Start of Raw records

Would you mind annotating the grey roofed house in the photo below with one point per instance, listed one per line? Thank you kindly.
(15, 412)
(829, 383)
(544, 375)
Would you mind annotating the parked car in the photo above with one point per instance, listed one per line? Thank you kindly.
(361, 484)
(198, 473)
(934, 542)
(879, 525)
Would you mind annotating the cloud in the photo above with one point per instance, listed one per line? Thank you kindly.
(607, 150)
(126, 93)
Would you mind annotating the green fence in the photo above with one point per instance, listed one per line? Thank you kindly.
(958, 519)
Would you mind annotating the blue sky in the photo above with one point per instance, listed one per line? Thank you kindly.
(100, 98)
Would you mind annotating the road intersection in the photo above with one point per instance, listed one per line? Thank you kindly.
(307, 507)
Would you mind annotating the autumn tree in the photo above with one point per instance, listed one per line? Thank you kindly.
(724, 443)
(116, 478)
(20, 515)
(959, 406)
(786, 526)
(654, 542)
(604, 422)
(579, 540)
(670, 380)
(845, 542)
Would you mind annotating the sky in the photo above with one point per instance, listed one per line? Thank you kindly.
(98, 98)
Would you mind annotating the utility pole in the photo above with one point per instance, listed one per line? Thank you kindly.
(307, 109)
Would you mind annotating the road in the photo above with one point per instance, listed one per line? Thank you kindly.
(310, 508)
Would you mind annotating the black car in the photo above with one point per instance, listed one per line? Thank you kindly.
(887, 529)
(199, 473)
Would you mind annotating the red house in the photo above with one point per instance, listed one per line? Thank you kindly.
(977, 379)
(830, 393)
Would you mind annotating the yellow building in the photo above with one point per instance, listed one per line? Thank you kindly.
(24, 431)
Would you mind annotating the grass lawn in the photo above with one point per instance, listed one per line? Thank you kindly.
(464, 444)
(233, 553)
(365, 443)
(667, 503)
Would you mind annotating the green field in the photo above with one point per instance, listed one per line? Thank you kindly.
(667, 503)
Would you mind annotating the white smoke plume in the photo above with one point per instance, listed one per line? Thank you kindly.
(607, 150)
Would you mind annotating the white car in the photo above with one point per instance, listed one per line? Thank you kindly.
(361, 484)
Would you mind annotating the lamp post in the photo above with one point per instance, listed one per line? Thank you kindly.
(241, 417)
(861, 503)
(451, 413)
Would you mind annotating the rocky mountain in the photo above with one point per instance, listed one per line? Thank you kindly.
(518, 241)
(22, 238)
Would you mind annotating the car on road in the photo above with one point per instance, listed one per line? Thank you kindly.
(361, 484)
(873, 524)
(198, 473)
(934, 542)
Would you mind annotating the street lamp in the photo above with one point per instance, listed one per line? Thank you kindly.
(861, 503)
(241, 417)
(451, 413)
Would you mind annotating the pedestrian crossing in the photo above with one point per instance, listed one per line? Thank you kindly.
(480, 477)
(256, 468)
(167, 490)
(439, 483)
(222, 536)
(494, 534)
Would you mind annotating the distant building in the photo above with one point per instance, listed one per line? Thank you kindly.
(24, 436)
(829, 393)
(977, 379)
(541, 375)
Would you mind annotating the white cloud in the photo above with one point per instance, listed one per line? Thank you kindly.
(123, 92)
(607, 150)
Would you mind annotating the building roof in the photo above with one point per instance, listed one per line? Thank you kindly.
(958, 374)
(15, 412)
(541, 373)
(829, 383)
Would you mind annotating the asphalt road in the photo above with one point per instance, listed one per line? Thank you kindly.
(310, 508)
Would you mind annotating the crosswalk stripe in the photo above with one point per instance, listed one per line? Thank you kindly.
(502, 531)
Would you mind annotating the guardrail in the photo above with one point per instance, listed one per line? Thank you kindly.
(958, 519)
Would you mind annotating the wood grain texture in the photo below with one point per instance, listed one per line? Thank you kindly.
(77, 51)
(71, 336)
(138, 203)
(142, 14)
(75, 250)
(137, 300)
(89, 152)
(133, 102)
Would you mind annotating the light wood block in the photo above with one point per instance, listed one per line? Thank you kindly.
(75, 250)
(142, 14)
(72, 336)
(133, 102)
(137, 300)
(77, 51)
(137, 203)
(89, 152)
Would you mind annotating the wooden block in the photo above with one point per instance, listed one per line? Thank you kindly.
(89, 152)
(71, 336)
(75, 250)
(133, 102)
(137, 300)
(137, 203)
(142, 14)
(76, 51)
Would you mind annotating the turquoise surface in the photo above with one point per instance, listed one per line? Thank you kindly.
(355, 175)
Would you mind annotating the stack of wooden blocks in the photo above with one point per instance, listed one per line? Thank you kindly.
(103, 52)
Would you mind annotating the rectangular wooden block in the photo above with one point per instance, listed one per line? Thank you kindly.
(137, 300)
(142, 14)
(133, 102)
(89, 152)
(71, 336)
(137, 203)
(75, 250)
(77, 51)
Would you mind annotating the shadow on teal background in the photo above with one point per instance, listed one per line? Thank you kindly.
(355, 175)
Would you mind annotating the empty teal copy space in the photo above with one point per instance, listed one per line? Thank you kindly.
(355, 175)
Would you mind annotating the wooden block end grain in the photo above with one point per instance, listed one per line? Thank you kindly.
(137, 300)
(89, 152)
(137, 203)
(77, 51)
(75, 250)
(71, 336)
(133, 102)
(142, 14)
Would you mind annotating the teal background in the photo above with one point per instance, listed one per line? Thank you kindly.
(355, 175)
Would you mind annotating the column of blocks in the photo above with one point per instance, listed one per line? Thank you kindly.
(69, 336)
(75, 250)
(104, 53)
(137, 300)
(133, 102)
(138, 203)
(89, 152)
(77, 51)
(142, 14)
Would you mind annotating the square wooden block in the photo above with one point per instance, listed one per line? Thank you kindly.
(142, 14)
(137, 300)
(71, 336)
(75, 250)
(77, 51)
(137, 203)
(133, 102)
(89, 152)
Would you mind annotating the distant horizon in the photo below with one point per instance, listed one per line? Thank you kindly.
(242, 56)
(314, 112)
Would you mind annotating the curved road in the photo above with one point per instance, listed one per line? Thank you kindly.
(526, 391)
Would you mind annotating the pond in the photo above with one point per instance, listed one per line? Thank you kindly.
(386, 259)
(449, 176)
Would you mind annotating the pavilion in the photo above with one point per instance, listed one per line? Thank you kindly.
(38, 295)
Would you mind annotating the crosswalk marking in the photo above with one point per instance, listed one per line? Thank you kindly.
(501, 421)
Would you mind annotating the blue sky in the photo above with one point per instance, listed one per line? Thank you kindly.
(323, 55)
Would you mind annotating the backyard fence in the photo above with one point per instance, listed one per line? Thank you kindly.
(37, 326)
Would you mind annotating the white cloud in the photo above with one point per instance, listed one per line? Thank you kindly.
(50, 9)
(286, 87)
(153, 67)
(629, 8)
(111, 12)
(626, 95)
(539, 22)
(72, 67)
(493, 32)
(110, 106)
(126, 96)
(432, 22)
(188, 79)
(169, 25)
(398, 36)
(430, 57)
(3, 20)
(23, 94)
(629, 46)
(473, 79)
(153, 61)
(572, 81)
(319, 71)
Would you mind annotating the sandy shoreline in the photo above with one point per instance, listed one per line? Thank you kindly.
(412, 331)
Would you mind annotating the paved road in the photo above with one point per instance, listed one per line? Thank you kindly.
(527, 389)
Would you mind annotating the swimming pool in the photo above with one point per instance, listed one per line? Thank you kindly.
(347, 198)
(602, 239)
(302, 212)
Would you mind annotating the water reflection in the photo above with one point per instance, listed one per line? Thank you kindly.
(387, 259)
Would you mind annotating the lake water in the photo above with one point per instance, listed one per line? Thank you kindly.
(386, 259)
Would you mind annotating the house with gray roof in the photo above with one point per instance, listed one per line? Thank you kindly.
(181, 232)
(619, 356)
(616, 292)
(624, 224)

End of Raw records
Start of Raw records

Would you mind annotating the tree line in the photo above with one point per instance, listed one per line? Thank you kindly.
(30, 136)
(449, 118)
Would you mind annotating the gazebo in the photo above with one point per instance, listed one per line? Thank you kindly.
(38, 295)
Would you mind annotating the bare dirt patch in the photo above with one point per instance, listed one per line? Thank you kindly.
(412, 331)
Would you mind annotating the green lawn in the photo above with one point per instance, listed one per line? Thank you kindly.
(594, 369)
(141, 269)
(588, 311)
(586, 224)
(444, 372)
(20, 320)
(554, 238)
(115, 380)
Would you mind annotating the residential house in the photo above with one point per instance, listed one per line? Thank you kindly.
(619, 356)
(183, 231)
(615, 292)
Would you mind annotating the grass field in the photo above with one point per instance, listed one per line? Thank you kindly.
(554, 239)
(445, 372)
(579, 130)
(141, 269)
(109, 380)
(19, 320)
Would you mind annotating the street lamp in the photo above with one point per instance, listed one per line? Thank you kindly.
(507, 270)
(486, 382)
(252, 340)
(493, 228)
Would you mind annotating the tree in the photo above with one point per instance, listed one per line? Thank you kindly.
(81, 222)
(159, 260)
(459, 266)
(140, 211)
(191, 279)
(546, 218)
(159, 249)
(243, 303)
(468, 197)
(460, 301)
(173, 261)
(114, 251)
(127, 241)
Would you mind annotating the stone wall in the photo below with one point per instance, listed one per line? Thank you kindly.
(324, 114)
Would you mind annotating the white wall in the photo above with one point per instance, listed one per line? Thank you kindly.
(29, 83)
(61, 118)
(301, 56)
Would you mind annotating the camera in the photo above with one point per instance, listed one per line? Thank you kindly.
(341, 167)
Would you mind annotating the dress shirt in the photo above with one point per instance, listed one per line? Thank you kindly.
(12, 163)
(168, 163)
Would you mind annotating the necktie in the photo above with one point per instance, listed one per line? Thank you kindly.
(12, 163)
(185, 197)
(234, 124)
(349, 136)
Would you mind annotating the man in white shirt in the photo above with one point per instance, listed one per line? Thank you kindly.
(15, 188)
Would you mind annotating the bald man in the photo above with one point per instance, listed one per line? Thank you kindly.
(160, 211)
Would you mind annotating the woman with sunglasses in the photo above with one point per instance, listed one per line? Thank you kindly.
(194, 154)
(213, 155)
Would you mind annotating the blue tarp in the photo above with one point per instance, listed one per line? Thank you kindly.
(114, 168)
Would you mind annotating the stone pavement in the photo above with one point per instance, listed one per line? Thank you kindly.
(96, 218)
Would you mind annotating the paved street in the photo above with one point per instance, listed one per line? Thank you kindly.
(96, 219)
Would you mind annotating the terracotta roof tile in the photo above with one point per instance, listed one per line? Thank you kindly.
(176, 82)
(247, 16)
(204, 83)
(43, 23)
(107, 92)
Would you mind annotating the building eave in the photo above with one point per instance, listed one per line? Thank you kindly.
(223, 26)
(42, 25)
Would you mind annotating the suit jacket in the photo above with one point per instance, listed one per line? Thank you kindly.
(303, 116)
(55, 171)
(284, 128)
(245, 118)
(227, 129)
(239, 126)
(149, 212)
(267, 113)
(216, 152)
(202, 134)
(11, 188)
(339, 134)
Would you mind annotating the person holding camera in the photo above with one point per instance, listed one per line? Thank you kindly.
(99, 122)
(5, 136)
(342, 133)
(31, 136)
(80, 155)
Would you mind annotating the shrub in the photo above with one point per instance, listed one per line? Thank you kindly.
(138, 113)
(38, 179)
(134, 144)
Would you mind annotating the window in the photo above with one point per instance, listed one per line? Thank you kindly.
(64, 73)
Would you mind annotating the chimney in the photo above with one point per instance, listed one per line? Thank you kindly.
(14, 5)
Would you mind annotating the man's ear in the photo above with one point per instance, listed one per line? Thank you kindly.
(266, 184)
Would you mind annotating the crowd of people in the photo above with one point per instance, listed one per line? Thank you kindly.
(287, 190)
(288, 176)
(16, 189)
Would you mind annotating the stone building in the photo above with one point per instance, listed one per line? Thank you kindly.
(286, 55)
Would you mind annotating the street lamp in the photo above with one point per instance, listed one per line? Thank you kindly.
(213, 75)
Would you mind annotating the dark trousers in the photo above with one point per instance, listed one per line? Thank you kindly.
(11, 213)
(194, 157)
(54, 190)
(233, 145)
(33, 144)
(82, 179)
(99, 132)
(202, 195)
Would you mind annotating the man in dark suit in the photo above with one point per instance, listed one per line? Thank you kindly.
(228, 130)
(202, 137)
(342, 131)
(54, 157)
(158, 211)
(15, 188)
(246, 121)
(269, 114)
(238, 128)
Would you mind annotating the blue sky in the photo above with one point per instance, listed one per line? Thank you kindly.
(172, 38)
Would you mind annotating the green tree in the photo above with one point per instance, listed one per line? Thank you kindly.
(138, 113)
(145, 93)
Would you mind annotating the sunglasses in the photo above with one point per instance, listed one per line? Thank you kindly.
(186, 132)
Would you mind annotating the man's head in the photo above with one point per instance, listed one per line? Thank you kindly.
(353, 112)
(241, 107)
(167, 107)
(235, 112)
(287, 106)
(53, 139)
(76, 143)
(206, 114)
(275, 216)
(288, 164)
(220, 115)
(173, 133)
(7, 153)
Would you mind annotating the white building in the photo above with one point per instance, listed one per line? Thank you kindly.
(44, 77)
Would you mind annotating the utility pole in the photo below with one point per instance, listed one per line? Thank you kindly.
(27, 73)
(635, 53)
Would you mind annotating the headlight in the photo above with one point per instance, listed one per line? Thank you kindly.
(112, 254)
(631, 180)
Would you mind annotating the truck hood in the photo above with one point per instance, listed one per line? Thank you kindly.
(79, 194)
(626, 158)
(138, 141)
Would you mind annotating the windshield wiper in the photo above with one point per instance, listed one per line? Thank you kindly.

End of Raw records

== Instructions for the task ==
How many lines in the data above contain the string "suit"? Case counts, so reply with the number only.

== Result below ==
2